* [Selected text]:

## start

Some things I learned in a Hacker Rank exercise

2019-08-08 · 4 · 814

Este ainda é um rascunho publicado prematuramente e está sujeito a mudanças substanciais.

A couple of days ago I subscribed to Hacker Hank, a website specialized in provide interview exercises. The site is as a better version of Code Jam, with the possibility to Compile & Run the code, as well as running several test cases.

Talking with friends about one of them proposed a interesting puzzle called Find the Running Median. This is a good problem because it is easy to understand and tricky to implement.

My first attempt was naive, but worked for test cases where there were no duplicated numbers, a detail I overlooked in the description and happenned the very first test (lucky me it is possible to download the test cases, input and output, giving in return some of the points accumulated solving other problems).

/*
 * Complete the runningMedian function below.
 */
vector<double> runningMedian(ofstream& fout, vector<int> a) {
    vector<double> ret;
    set<int> oa;

    for( int n: a ) {
        oa.insert(n);
        auto oaMidIt = oa.size() == 1 ? oa.begin()

## end

* [Supplied material]:
## start

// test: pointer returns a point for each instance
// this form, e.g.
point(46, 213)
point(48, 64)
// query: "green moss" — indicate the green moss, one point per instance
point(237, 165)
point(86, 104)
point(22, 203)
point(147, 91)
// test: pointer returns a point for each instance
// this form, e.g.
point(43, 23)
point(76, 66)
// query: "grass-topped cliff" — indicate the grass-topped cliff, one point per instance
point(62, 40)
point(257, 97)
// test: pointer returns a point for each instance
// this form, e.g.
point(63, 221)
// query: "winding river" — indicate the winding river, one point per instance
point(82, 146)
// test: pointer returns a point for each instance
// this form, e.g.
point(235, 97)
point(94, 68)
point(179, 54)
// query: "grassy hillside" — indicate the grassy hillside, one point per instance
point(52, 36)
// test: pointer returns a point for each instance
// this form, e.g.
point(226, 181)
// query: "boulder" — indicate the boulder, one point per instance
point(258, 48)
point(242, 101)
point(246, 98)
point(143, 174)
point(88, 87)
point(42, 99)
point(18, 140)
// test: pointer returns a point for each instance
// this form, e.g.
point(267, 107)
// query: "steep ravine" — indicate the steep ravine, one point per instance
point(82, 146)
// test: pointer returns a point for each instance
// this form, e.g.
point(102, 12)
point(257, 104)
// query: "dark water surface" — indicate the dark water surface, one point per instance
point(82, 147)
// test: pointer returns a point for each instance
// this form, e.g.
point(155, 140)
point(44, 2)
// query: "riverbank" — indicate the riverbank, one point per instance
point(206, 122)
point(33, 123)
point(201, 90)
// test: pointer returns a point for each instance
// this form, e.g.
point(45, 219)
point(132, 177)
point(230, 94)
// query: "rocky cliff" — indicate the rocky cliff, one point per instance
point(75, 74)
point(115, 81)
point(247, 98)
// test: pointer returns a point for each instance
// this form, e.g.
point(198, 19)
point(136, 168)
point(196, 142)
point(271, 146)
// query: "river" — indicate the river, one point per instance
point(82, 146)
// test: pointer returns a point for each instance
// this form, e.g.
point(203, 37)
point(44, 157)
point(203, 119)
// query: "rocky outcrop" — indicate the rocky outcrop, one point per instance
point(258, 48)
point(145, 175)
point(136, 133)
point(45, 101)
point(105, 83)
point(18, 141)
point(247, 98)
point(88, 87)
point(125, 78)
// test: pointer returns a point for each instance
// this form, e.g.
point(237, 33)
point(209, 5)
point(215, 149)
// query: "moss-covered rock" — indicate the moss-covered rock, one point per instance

## end

* [Directions]:
1. Rewrite the Hacker Rank post from "Talking with friends" up to and including "solving other problems).", putting "challenge" in place of "puzzle".
2. For each statement, answer yes or no on whether the Hacker Rank post agrees with it, and quote the words from the post that decide it. (a) The site lets users compile and run their code. (b) Test cases can be downloaded at no cost. (c) The first attempt worked for test cases without duplicated numbers.
The items have nothing to do with the Hacker Rank post.

* [Outputs for the tasks]:
1.
Talking with friends about one of them proposed a interesting challenge called Find the Running Median. This is a good problem because it is easy to understand and tricky to implement.

My first attempt was naive, but worked for test cases where there were no duplicated numbers, a detail I overlooked in the description and happenned the very first test (lucky me it is possible to download the test cases, input and output, giving in return some of the points accumulated solving other problems).

2.
(a) Yes: "with the possibility to Compile & Run the code"
(b) No: "giving in return some of the points accumulated solving other problems"
(c) Yes: "worked for test cases where there were no duplicated numbers"